(TASK GOAL)
Please locate each line in the rows below that contains the word "white", and copy those lines out.

Coordinate annotation entries
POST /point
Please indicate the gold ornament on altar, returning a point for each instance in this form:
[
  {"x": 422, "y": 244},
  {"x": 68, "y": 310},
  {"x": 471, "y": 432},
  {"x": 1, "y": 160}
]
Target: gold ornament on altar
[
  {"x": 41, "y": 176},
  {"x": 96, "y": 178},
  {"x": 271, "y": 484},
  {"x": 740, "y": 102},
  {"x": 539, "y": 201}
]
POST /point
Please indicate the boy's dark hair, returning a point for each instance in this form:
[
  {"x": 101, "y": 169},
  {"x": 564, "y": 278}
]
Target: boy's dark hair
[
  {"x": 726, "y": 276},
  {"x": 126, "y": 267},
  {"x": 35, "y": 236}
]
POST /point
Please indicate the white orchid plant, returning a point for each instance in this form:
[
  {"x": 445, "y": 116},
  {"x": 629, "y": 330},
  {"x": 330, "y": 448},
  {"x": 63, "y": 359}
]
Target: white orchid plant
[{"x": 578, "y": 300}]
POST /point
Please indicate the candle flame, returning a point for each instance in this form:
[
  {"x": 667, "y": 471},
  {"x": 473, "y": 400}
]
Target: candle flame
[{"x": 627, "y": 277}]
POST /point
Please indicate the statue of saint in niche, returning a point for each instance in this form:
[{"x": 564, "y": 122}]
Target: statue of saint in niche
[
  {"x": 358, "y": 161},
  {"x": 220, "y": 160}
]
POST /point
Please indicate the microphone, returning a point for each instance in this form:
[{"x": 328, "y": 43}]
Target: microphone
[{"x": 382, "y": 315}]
---
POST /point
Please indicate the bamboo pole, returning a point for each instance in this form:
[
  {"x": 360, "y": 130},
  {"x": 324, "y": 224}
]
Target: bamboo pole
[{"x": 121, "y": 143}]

(ANSWER TO THE TASK)
Please indicate the white orchid plant, returning a point for each instance in this form:
Target: white orchid plant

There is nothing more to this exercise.